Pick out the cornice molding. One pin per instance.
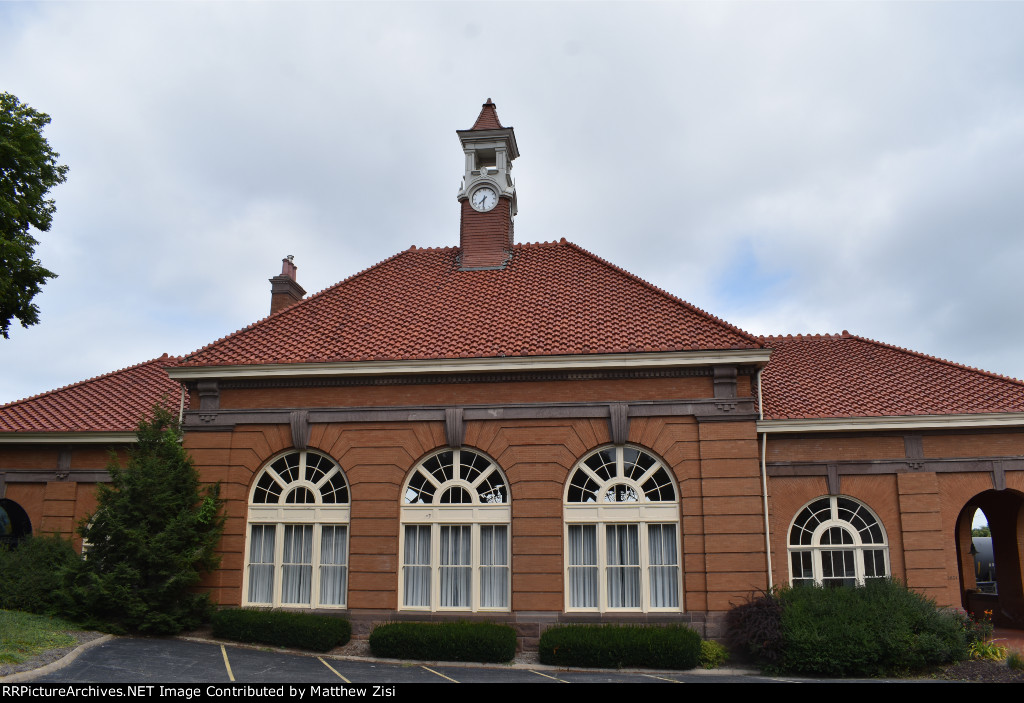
(757, 357)
(68, 437)
(704, 409)
(44, 476)
(950, 422)
(896, 466)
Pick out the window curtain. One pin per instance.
(334, 564)
(494, 566)
(456, 566)
(297, 571)
(261, 563)
(417, 569)
(623, 566)
(583, 566)
(664, 566)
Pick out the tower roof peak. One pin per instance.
(487, 118)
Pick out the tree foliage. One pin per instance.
(28, 170)
(153, 534)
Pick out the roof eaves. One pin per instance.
(479, 364)
(937, 422)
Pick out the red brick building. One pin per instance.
(527, 433)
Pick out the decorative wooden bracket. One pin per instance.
(455, 428)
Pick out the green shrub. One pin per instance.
(713, 654)
(484, 642)
(880, 628)
(755, 628)
(33, 574)
(281, 628)
(673, 647)
(154, 533)
(987, 650)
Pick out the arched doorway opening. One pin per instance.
(983, 587)
(14, 523)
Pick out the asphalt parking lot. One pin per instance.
(131, 660)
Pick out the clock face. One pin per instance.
(483, 200)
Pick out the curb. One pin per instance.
(55, 665)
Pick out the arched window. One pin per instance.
(14, 523)
(455, 534)
(836, 540)
(297, 552)
(622, 533)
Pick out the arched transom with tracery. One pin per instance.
(622, 533)
(297, 553)
(456, 519)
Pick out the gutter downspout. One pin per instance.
(764, 481)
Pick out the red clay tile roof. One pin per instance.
(113, 402)
(845, 376)
(551, 299)
(487, 118)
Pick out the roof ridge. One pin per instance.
(299, 303)
(846, 335)
(930, 357)
(801, 336)
(163, 357)
(662, 292)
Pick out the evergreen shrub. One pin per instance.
(282, 628)
(713, 654)
(755, 628)
(482, 642)
(154, 533)
(32, 574)
(880, 628)
(672, 647)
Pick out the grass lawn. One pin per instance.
(23, 634)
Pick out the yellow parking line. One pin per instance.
(227, 664)
(439, 673)
(333, 669)
(560, 680)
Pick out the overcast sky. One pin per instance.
(787, 167)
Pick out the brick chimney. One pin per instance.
(487, 193)
(284, 289)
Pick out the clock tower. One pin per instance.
(487, 192)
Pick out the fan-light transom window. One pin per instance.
(622, 533)
(837, 540)
(456, 528)
(297, 538)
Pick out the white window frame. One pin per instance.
(436, 516)
(601, 514)
(279, 515)
(858, 545)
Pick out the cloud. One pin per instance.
(790, 167)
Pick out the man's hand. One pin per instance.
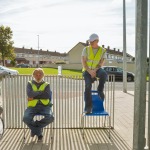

═══

What you need to do
Reproduce every line of the data from the one containing "Pick out the yellow" through the end of the data, both ends included, keeping the requests unchanged but multiplying each coordinate in the answers by 2.35 and rounding to whole numbers, with halves rounded up. Omit the pictures from your output.

Exercise answer
Pick out the yellow parking line. One pin per instance.
(533, 1560)
(1032, 1582)
(783, 1572)
(1316, 1598)
Pick out the overcast sky. One pin per instance.
(1849, 392)
Pick out the brick chimney. One pin per instance.
(1144, 454)
(667, 679)
Pick out the clock tower. One pin per instance.
(1144, 451)
Pick out the fan-light transom window. One pin per instance.
(1462, 1253)
(1967, 1269)
(1072, 1241)
(698, 1264)
Pick out the white window frame. One pin per instance.
(1025, 1213)
(1412, 1208)
(656, 1210)
(2016, 1281)
Pick out the cloud. One pin per instance.
(1857, 392)
Pick out the man's hand. One pin per instance.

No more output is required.